# [Exercise task]
Copy all of the material below line for line, leaving out the pictures.

# [Exercise inputs]
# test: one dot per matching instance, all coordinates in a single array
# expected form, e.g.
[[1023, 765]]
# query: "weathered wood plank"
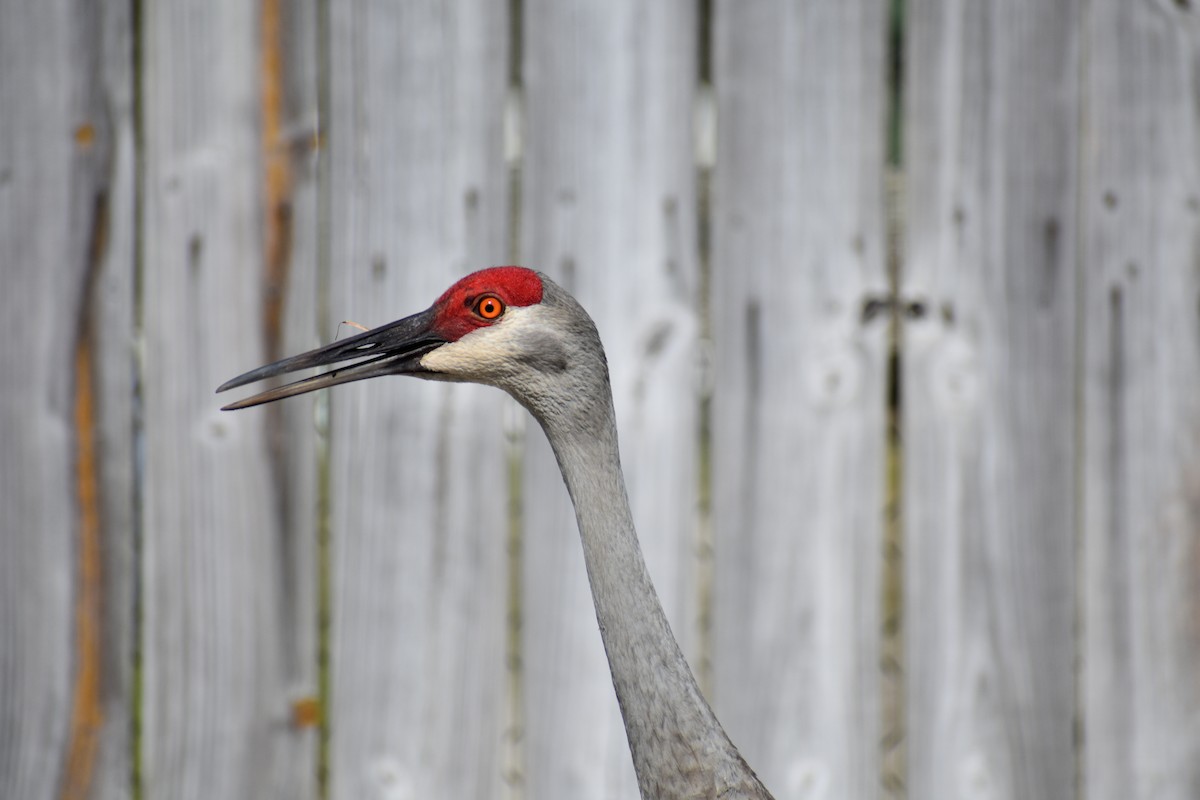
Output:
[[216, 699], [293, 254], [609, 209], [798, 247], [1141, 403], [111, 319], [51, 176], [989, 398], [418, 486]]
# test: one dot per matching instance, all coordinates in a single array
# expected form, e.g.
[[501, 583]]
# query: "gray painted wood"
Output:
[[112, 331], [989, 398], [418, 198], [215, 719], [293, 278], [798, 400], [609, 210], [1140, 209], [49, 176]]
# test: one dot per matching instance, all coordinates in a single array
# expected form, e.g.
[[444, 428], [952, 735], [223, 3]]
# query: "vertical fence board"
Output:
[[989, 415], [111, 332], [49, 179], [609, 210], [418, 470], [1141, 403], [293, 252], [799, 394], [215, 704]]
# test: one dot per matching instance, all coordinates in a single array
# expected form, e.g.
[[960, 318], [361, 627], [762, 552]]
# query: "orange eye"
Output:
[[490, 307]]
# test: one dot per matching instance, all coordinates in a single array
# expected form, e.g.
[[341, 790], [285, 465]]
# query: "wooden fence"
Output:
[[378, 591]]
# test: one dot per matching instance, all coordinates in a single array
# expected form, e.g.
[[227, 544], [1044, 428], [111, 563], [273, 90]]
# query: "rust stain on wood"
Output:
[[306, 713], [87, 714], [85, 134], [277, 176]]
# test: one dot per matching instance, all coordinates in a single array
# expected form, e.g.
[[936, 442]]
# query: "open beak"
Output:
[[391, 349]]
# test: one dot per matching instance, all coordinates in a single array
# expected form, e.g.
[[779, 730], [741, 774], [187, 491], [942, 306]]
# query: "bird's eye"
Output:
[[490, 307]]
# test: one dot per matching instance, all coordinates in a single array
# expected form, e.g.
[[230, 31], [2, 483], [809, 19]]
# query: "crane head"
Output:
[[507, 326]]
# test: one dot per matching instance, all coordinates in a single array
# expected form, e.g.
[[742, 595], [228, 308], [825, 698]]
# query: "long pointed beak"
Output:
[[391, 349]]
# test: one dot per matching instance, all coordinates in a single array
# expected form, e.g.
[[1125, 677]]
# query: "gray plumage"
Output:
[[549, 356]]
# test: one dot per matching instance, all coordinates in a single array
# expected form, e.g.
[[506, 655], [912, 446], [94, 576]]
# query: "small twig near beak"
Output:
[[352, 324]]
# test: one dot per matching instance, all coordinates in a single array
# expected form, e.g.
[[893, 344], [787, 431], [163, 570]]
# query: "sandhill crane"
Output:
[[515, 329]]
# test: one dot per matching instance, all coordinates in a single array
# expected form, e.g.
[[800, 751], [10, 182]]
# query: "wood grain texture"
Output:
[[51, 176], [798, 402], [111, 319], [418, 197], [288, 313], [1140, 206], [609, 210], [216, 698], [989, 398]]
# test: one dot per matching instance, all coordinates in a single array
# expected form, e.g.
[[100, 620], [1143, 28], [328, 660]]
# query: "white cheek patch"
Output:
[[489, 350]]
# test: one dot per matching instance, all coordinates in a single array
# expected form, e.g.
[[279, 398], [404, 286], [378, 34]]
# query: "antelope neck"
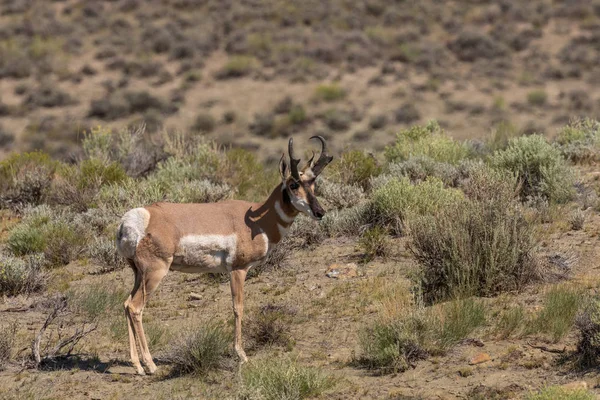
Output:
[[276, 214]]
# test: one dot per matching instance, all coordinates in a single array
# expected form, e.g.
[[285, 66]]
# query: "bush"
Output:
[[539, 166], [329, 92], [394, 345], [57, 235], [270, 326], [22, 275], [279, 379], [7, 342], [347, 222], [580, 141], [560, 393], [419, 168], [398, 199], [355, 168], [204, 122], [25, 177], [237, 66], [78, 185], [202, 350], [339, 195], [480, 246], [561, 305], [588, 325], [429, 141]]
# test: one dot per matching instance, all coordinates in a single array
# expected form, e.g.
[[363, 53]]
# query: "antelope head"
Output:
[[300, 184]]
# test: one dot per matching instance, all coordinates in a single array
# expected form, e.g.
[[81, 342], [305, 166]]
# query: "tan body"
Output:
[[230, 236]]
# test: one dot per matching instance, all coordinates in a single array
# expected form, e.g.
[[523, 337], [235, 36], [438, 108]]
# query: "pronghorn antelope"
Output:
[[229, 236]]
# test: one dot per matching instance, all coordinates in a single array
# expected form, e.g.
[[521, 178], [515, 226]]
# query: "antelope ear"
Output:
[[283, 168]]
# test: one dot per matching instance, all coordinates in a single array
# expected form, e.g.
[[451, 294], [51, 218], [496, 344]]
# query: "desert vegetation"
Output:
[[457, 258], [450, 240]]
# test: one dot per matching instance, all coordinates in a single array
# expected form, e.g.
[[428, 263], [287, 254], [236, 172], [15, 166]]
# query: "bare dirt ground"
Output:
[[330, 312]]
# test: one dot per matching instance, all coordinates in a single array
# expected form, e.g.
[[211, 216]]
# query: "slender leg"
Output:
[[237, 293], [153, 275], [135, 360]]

# [Task solution]
# test: one dot per matching instance, all coordinates in a single array
# expected form, e.g.
[[1023, 765]]
# query: "weathered wood plank"
Output:
[[216, 699], [293, 254], [609, 209], [798, 247], [1141, 403], [111, 319], [51, 176], [989, 398], [418, 486]]
# test: one dot per matching instance, all coordinates in a single array
# expected form, e.g.
[[501, 583]]
# query: "gray painted wood"
Output:
[[112, 331], [989, 398], [418, 198], [215, 719], [293, 278], [798, 400], [609, 210], [1140, 209], [49, 176]]
# test: one dot per matching instance, all coordinates in a single array
# expected form, e.g.
[[444, 428], [952, 735], [223, 3]]
# query: "vertical fence board"
Output:
[[989, 415], [111, 332], [49, 179], [609, 210], [418, 470], [1141, 403], [293, 252], [799, 394], [215, 704]]
# test: one dot per matching instance, all coordinates in a single array
# expected form, e.g.
[[960, 318], [361, 627], [762, 552]]
# query: "orange eye"
Output:
[[490, 307]]
# test: one dot per matching instance, all coordinates in a single array
# expected form, e.g.
[[341, 790], [285, 465]]
# query: "wooden fence"
Output:
[[378, 591]]
# test: one dot per matching instance, all coordinates in a single array
# expected form, e.g.
[[227, 544], [1044, 428], [111, 563], [273, 90]]
# query: "rust stain on wood"
Output:
[[306, 713], [87, 714], [85, 134], [277, 176]]
# test: one dot per matching instance, all coordinates in a single array
# expected form, e.g.
[[936, 442]]
# query: "open beak"
Output:
[[391, 349]]
# test: one dot per matching instance, all coordinates in a single array
# expected form, e.g.
[[779, 730], [741, 774], [187, 491], [942, 306]]
# query: "bird's eye"
Output:
[[490, 307]]
# test: one dot per matching instance, all coordinates in a single array
# expected form, e.g.
[[230, 31], [2, 483], [809, 19]]
# query: "crane head"
Output:
[[507, 326]]
# test: one dot per matching instance, all coordinates in a single array
# expected form, e.g.
[[742, 595], [228, 308], [825, 698]]
# query: "long pointed beak"
Output:
[[391, 349]]
# test: one dot per matching instance, all coordinates in a single array
# expected form, e.g.
[[1125, 677]]
# query: "gray plumage"
Output:
[[549, 356]]
# test: one dot per matching instance, all coordinates in a single array
# expected form, e.g.
[[506, 655], [912, 446], [94, 576]]
# query: "small twig near beak"
Output:
[[352, 324]]
# test: one dot per matching instance, all coordinates in a single array
# expected form, e.g.
[[893, 344], [787, 431], [163, 570]]
# query: "sandhill crane"
Output:
[[515, 329]]
# test: one dot per matching instance, all coordinates in a single array
# expected form, e.g.
[[800, 751], [10, 182]]
# query: "wood grain texture"
Output:
[[51, 176], [798, 402], [111, 319], [418, 197], [288, 313], [1140, 206], [609, 210], [216, 698], [989, 398]]
# test: one dot per matching instance, all coordinates in a single array
# expected form, e.g.
[[100, 620], [1143, 28], [328, 660]]
# query: "white cheek patch"
Output:
[[489, 350]]
# test: one dot per matching instance, all coordinates in a single array
# expected form, e.g.
[[279, 398], [404, 286], [378, 34]]
# query: "antelope neck"
Output:
[[276, 214]]
# test: one dot per matching instance, all coordinates in a single array
# expected form, e.g.
[[285, 66]]
# query: "bush"
Output:
[[539, 166], [329, 92], [394, 345], [57, 235], [270, 326], [22, 275], [279, 379], [7, 342], [347, 222], [580, 141], [560, 393], [419, 168], [398, 199], [355, 168], [204, 122], [25, 177], [237, 66], [78, 185], [202, 350], [339, 195], [480, 246], [561, 305], [588, 325], [429, 141]]
# test: one dot per matching instance, all coordinates in a single array
# expected form, e.g.
[[363, 53]]
# query: "antelope head"
Output:
[[300, 184]]
# test: one dot per matching instance, all coordinates in a single array
# expected form, e.g.
[[81, 342], [305, 166]]
# query: "tan body"
Output:
[[230, 236]]
# test: one dot per matching instance, all coordinates in a single array
# expected form, e.g.
[[523, 337], [235, 36], [438, 108]]
# query: "pronghorn antelope"
Output:
[[229, 236]]
# test: one dot per matching instance, all coordinates in a single array
# expected form, e.g.
[[521, 178], [515, 226]]
# query: "antelope ear"
Output:
[[283, 168]]
# test: one dot per matching instance, all coordinates in a single array
# expected form, e.g.
[[451, 294], [51, 218], [496, 344]]
# query: "desert vegetation"
Output:
[[457, 258], [450, 240]]
# test: one dot per matching instance, all coordinates in a single array
# expected form, e.g.
[[428, 263], [287, 254], [236, 172], [15, 166]]
# query: "bare dirt ground"
Output:
[[330, 312]]
# test: one dot per matching instance, all coordinates in a single array
# expected form, e.g.
[[211, 216]]
# query: "slender leg"
Output:
[[237, 293], [153, 275], [135, 360]]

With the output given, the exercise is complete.